Point labeling examples:

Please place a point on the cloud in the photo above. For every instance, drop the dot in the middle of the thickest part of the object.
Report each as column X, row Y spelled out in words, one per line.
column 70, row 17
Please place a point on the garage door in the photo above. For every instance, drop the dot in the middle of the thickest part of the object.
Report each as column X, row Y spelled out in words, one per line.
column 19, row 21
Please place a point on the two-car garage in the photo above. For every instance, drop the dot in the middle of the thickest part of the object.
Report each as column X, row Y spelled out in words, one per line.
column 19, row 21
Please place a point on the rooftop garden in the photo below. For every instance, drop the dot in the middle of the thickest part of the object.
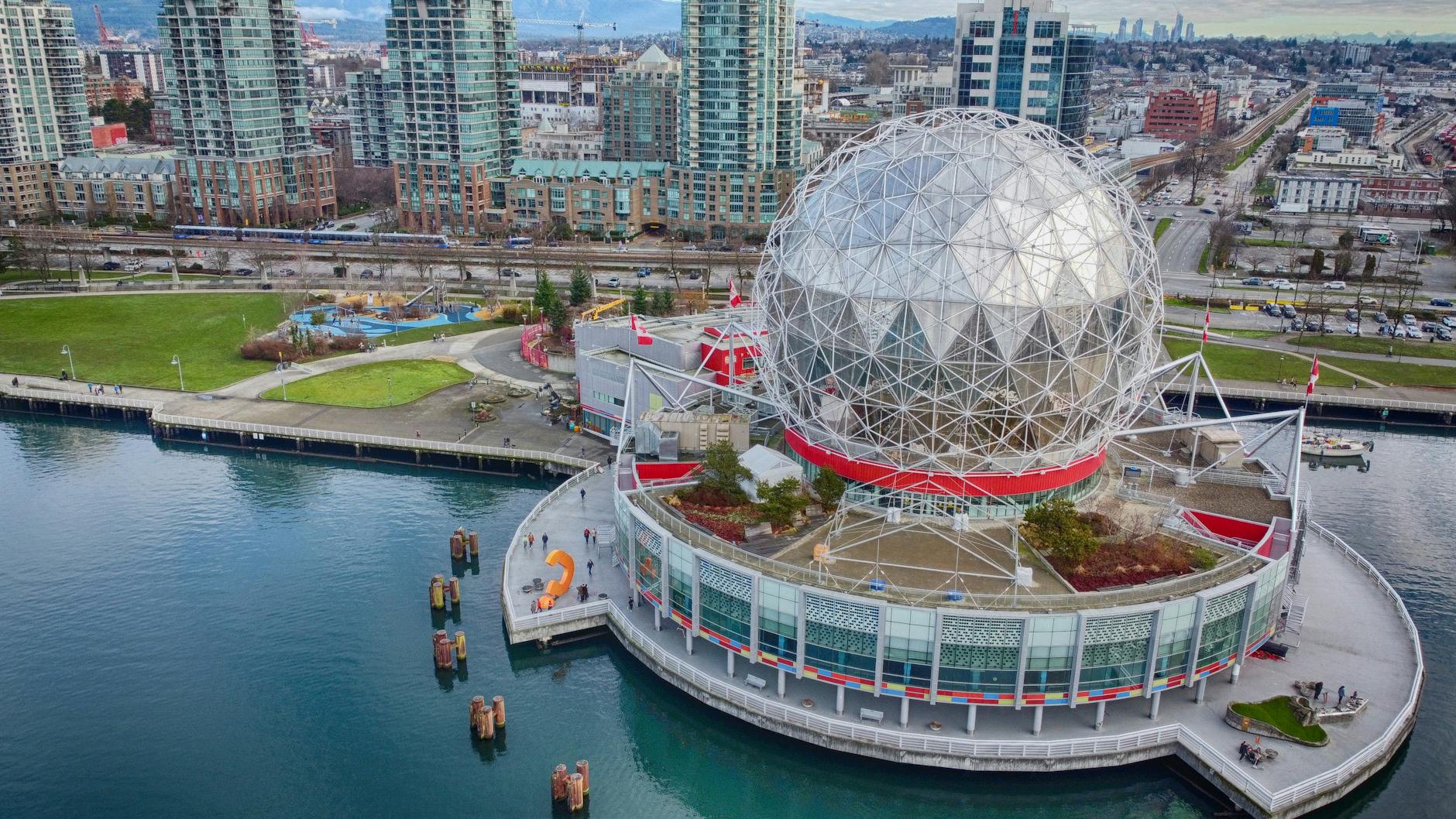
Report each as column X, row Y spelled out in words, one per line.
column 1091, row 552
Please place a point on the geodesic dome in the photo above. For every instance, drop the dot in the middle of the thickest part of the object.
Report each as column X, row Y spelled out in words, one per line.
column 960, row 293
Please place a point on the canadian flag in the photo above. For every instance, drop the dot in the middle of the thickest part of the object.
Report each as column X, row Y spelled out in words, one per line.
column 644, row 338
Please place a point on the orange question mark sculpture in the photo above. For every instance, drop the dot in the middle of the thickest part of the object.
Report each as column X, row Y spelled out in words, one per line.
column 568, row 567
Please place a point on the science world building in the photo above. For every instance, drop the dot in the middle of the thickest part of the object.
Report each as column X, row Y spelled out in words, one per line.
column 961, row 319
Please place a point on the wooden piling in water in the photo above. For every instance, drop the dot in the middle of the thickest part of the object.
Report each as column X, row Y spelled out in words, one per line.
column 443, row 650
column 558, row 783
column 575, row 796
column 585, row 776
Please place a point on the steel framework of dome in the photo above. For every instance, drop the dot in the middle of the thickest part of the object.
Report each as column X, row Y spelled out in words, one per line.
column 960, row 293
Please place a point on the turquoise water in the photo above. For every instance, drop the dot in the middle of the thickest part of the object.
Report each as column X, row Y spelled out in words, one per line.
column 207, row 633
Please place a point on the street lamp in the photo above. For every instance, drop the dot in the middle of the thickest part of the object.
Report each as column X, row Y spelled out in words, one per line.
column 178, row 364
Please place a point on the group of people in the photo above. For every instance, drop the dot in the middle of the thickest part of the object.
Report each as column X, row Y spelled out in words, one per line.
column 1252, row 754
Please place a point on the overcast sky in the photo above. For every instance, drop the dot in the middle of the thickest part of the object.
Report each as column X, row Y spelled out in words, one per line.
column 1274, row 18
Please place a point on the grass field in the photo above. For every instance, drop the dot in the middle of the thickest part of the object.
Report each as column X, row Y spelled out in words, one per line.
column 1251, row 364
column 130, row 339
column 377, row 385
column 1378, row 345
column 1277, row 713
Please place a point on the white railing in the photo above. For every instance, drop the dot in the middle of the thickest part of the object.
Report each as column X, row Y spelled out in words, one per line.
column 1395, row 732
column 375, row 440
column 81, row 397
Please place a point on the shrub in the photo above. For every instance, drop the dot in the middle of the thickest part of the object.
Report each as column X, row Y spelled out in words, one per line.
column 1055, row 526
column 829, row 486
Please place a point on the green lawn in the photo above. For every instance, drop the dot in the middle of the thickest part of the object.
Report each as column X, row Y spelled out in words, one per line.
column 1277, row 713
column 1378, row 345
column 1251, row 364
column 130, row 339
column 377, row 385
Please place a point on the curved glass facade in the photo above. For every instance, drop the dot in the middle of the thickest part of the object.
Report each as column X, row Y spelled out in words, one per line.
column 951, row 655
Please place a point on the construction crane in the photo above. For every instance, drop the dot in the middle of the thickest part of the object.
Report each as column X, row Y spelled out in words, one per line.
column 582, row 25
column 102, row 36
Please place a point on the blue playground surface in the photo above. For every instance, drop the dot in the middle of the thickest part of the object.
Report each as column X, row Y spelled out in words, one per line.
column 373, row 327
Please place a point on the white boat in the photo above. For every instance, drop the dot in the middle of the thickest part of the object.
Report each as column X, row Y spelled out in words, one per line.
column 1334, row 447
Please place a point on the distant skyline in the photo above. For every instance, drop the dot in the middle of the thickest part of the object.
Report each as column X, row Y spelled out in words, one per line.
column 1212, row 19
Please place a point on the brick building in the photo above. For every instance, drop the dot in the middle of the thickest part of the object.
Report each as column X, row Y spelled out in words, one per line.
column 1183, row 115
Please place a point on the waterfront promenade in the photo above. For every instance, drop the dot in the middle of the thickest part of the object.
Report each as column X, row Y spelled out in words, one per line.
column 1356, row 633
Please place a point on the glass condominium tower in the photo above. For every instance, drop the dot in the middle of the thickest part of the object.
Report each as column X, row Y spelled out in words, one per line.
column 1019, row 57
column 456, row 120
column 43, row 102
column 740, row 118
column 241, row 114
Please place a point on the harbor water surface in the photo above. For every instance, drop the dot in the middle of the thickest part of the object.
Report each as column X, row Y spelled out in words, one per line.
column 190, row 632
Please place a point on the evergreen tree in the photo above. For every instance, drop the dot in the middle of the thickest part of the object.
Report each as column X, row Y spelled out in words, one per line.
column 580, row 286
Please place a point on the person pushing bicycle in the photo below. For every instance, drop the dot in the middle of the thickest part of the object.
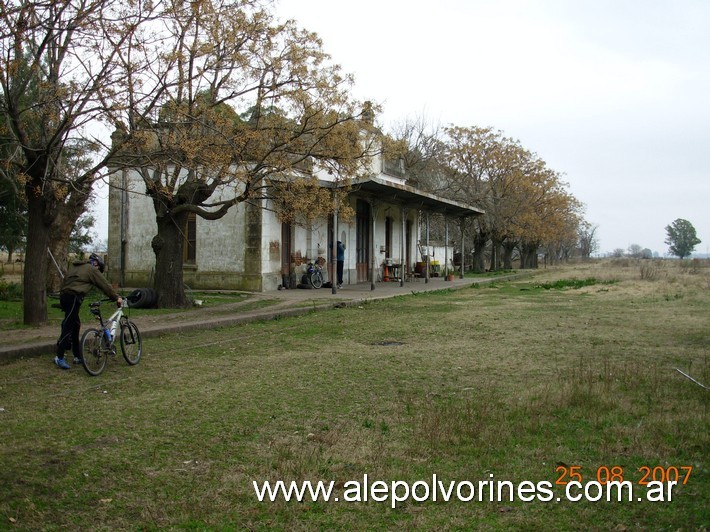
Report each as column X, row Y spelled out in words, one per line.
column 79, row 280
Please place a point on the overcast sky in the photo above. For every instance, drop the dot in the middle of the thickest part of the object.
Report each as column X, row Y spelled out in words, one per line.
column 614, row 94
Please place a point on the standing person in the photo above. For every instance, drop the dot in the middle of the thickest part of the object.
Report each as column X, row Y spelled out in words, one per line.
column 81, row 277
column 341, row 262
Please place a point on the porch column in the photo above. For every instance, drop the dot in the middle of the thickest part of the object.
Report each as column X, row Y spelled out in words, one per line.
column 428, row 255
column 334, row 251
column 373, row 255
column 446, row 247
column 402, row 265
column 463, row 243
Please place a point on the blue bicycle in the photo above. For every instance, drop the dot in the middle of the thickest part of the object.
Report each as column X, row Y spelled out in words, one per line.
column 98, row 344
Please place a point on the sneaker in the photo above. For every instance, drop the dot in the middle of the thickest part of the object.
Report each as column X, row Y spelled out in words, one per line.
column 61, row 363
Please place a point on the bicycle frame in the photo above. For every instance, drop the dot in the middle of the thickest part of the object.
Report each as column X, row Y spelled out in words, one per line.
column 98, row 344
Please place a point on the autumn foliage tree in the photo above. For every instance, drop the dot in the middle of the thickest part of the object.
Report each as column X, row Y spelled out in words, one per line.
column 681, row 238
column 249, row 109
column 175, row 81
column 59, row 70
column 527, row 205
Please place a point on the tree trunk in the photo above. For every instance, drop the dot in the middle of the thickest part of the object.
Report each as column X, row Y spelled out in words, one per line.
column 59, row 236
column 508, row 249
column 35, row 276
column 168, row 247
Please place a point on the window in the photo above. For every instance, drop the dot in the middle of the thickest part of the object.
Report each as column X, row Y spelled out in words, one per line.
column 189, row 252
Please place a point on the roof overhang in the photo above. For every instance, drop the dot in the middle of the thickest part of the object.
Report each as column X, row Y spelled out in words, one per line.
column 411, row 197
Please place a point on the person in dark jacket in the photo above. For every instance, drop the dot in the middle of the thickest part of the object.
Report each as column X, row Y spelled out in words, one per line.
column 81, row 277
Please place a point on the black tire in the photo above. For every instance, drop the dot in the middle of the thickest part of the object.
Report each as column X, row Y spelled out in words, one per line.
column 142, row 298
column 93, row 352
column 131, row 343
column 316, row 279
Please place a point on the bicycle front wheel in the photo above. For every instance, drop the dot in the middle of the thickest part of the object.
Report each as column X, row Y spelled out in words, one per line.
column 93, row 353
column 131, row 343
column 316, row 279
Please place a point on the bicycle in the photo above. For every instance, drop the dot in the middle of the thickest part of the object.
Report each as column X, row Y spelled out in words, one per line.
column 315, row 274
column 98, row 344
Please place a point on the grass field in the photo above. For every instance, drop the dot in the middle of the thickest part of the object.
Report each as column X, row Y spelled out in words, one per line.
column 572, row 371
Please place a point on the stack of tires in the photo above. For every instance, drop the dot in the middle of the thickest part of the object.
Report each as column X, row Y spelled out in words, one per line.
column 142, row 298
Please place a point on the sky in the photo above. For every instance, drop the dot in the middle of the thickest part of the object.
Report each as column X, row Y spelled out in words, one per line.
column 612, row 94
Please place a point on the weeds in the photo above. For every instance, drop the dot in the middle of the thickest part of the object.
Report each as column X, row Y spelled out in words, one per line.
column 506, row 386
column 573, row 283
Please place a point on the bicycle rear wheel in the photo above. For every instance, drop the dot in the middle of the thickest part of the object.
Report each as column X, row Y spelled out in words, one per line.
column 316, row 279
column 93, row 356
column 131, row 342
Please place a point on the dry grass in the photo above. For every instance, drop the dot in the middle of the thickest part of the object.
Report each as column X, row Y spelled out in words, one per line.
column 510, row 380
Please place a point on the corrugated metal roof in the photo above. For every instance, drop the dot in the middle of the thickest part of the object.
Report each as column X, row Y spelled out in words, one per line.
column 411, row 197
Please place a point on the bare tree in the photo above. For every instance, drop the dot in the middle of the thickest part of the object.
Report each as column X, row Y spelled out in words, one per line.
column 59, row 76
column 249, row 109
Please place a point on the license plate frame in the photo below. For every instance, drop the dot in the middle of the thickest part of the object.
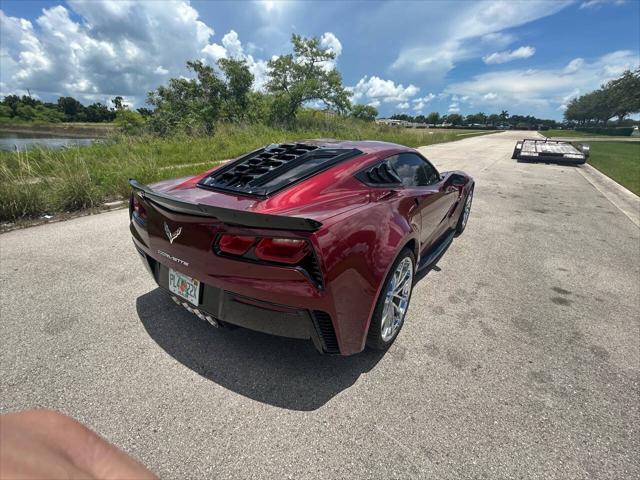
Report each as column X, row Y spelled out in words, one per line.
column 185, row 287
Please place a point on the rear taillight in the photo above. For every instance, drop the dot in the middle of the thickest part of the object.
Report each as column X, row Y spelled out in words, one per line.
column 282, row 250
column 285, row 252
column 235, row 244
column 138, row 212
column 288, row 251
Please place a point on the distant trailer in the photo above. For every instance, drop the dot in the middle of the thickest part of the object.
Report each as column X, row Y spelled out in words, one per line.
column 538, row 150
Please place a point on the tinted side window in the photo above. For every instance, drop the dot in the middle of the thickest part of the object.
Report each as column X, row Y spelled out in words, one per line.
column 413, row 170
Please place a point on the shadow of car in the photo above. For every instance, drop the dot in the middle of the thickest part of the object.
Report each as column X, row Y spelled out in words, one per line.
column 279, row 371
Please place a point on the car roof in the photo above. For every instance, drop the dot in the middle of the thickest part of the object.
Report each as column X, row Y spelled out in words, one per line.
column 365, row 146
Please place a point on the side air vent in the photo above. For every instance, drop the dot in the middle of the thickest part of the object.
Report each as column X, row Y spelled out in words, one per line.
column 274, row 167
column 379, row 175
column 324, row 326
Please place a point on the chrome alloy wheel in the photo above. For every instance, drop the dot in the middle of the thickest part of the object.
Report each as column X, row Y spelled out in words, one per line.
column 397, row 299
column 467, row 209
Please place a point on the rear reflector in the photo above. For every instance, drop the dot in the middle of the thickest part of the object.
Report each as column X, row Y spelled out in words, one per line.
column 235, row 244
column 138, row 211
column 282, row 250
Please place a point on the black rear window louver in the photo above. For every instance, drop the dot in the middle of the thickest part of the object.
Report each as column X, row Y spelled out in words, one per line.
column 381, row 174
column 324, row 325
column 274, row 167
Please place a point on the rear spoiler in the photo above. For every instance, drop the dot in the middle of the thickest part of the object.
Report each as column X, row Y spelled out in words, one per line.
column 226, row 215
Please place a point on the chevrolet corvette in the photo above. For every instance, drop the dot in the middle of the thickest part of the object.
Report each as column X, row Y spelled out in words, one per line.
column 318, row 240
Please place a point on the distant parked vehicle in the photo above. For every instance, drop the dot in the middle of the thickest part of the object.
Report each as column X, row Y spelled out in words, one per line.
column 538, row 150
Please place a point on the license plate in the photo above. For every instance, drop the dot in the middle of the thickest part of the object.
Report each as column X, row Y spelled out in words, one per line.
column 184, row 286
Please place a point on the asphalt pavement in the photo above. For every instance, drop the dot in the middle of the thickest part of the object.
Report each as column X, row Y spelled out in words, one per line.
column 519, row 358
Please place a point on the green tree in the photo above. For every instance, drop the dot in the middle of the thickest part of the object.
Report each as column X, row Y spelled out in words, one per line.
column 72, row 109
column 304, row 76
column 493, row 119
column 238, row 85
column 454, row 118
column 624, row 94
column 128, row 121
column 364, row 112
column 195, row 105
column 118, row 103
column 434, row 118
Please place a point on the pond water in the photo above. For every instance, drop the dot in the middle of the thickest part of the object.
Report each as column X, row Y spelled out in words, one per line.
column 24, row 141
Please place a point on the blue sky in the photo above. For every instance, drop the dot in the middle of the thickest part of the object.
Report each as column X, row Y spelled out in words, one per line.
column 529, row 56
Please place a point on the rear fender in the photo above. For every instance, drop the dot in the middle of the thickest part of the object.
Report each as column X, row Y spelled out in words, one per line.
column 357, row 253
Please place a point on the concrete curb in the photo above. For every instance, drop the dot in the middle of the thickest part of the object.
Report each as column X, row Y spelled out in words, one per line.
column 625, row 200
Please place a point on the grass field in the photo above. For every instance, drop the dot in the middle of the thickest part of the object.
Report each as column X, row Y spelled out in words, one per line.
column 41, row 181
column 71, row 129
column 568, row 133
column 618, row 160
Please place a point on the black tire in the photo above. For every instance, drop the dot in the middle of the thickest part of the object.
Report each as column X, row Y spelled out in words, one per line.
column 461, row 225
column 374, row 336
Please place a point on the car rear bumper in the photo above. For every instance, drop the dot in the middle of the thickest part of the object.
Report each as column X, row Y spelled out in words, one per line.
column 235, row 309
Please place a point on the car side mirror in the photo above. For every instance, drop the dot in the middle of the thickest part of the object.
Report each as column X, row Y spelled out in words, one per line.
column 456, row 180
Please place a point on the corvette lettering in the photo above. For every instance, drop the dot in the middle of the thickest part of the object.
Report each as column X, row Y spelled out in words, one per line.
column 171, row 257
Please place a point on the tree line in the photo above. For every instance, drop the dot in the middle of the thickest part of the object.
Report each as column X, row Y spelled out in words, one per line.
column 307, row 77
column 616, row 99
column 66, row 109
column 502, row 119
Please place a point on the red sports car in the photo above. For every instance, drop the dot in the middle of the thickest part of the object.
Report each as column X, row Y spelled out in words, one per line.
column 316, row 240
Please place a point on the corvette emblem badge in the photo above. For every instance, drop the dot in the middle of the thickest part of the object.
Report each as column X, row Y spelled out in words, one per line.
column 171, row 236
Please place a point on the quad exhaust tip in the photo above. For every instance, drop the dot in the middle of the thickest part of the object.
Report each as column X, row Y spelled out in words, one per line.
column 196, row 312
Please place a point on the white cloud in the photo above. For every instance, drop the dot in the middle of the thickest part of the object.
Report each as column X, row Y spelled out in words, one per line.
column 330, row 41
column 105, row 48
column 386, row 91
column 507, row 56
column 573, row 66
column 593, row 4
column 543, row 90
column 476, row 31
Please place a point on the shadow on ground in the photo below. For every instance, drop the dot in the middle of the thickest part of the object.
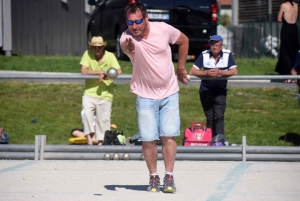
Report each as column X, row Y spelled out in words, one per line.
column 291, row 137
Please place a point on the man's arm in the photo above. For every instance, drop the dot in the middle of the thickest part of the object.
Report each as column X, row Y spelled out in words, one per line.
column 294, row 72
column 85, row 71
column 183, row 46
column 279, row 17
column 128, row 46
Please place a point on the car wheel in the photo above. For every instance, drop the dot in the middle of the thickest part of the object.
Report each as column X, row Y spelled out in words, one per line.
column 118, row 51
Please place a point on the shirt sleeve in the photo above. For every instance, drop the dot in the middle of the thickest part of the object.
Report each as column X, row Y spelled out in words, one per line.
column 85, row 59
column 173, row 32
column 199, row 62
column 231, row 62
column 114, row 62
column 297, row 63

### To be done
Swap "thickest" for "widest" in the lines from the one containing "Please place a point on the man's" through the one containing "column 128, row 46", both included. Give those lines again with nothing else changed.

### Task solution
Please place a point on the man's arm in the photo above. For every instance, drop the dot in the middle of the widest part of the object.
Report each as column X, row Y spelled out in words, one per line.
column 294, row 72
column 85, row 71
column 183, row 46
column 279, row 17
column 128, row 46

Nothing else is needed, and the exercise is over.